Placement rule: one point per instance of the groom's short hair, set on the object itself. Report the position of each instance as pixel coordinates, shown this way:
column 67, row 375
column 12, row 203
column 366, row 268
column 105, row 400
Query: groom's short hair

----

Present the records as a Markdown table with two columns, Row and Line, numbering each non-blank line in order and leaving out blank lines.

Final result:
| Row | Line |
|---|---|
| 1 | Placement rule: one point per instance of the groom's short hair, set on the object itself. Report the position of each instance as pixel coordinates, shown this way: |
| 2 | column 67, row 375 |
| 3 | column 12, row 203 |
| 4 | column 366, row 268 |
| 5 | column 105, row 400 |
| 6 | Query: groom's short hair |